**DOCUMENT TEXT**
————————

Flight Lieutenant Maurice Mounsdon, one of the last surviving pilots to have fought during the Battle of Britain, passed away on December 6 at the age of 101.
Born on 11 February 1918, Maurice “Mark” Mounsdon began his training on 24 August 1939 and was assigned to No 56 Squadron of the Royal Air Force on 3 June 1940 as the Battle of Britain was raging. Flying a Hurricane, he shared the destruction of a Dornier Do 17 on 3 July, and three weeks later probably destroyed a Junkers Ju 87 Stuka. In August, he scored two victories against Messerschmitt fighters, as well as a probable victory. He destroyed or damaged about seven German aircraft before being shot down himself over Colchester on 31 August 1940.

————————

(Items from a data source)
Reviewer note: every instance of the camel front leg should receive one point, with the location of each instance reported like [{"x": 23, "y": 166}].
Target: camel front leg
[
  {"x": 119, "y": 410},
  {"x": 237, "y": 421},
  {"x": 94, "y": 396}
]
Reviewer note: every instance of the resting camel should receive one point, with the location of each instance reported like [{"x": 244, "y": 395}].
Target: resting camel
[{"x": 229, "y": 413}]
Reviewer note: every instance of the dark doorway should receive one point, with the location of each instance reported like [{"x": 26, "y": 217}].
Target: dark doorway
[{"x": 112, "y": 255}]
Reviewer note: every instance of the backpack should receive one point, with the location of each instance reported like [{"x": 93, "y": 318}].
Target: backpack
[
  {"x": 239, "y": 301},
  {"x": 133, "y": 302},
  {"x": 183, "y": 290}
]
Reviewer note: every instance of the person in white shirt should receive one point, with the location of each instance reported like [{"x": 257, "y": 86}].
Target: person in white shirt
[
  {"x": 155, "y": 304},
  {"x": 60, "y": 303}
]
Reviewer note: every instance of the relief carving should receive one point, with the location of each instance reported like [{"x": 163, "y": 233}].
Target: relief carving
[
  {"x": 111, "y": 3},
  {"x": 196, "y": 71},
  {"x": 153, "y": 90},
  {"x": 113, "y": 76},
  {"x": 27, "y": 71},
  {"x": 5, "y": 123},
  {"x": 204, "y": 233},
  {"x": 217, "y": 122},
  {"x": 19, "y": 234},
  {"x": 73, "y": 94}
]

————————

**QUESTIONS**
A. Duplicate the part of the Maurice Mounsdon passage starting with "Flight Lieutenant Maurice" and going on through "age of 101.".
B. Decide whether each statement agrees with the Maurice Mounsdon passage: (i) Mounsdon was born in 1918. (ii) Mounsdon flew a Spitfire. (iii) Mounsdon was shot down over Colchester. Answer yes or no for each and quote the words of the passage that decide it.
C. Take the Maurice Mounsdon passage further, beginning right after its final sentence.
The entries above are not needed for any of the work here.

**YOUR RESPONSES**
A.
Flight Lieutenant Maurice Mounsdon, one of the last surviving pilots to have fought during the Battle of Britain, passed away on December 6 at the age of 101.

B.
(i) Yes: "Born on 11 February 1918"
(ii) No: "Flying a Hurricane"
(iii) Yes: "before being shot down himself over Colchester on 31 August 1940"

C.
He was able to bail out from his stricken aircraft but was seriously burned in the process and spent nine months recovering in hospital before returning to serve with the RAF Headquarters and later as a flight instructor and flight commander. Returning to civilian life in 1946, he resumed his engineering career with the General Electric Company.
Mounsdon moved to Spain in the 1970s with his wife Mary, who passed away in 1993. For his hundredth birthday in 2018, the RAF’s Red Arrows team made a flyby next to his house in Melorca.
With Maurice Mounsdon’s passing, there are only three surviving British pilots of the Battle of Britain: F/L William Clark, W/C Paul Farnes and F/O John Hemingway.